**Task prompt**: Pull out each line in the items below that contains the string "green", copying every such line in full.

**Available data**:
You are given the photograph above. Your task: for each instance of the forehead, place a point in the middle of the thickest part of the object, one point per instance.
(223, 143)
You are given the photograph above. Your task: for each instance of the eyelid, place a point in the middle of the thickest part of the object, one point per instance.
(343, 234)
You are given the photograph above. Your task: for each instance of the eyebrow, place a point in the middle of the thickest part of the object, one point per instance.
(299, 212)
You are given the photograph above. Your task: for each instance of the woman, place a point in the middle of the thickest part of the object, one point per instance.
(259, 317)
--
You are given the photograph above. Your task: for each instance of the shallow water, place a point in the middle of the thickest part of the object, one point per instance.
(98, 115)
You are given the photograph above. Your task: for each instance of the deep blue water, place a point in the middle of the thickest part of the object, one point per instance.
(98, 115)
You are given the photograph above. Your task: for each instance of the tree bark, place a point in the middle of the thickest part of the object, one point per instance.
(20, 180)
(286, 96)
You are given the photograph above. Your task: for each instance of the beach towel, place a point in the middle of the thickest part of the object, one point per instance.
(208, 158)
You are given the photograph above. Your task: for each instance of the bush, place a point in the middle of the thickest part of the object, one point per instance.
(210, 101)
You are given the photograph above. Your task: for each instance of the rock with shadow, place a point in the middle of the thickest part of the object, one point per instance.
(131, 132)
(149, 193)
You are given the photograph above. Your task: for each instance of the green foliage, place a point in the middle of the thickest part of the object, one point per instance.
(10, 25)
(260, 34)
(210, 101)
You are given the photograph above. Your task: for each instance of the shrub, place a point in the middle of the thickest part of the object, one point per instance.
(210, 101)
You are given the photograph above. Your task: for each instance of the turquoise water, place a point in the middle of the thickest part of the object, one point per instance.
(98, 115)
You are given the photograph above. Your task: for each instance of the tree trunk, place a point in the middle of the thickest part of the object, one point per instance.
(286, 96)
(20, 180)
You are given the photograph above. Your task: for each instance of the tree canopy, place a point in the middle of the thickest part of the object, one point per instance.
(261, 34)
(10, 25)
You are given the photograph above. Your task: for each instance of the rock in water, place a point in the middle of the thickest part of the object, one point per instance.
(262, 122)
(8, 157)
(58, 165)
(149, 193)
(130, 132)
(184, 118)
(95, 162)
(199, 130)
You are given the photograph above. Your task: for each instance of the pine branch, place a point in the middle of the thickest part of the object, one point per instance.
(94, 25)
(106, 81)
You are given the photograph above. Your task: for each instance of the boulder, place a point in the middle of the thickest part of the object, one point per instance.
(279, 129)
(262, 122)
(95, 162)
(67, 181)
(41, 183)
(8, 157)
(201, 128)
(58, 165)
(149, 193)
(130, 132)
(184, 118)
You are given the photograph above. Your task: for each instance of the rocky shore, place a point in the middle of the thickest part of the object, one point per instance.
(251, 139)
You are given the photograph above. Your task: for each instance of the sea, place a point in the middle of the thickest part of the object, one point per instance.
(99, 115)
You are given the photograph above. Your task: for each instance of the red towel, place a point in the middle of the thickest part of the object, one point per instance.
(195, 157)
---
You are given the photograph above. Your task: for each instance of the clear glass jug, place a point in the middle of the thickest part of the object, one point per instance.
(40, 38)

**Finished exercise**:
You are given the photograph above. Your task: for each instance of the green foliage, place a point in the middle of the thickest part of the object, one point per instance.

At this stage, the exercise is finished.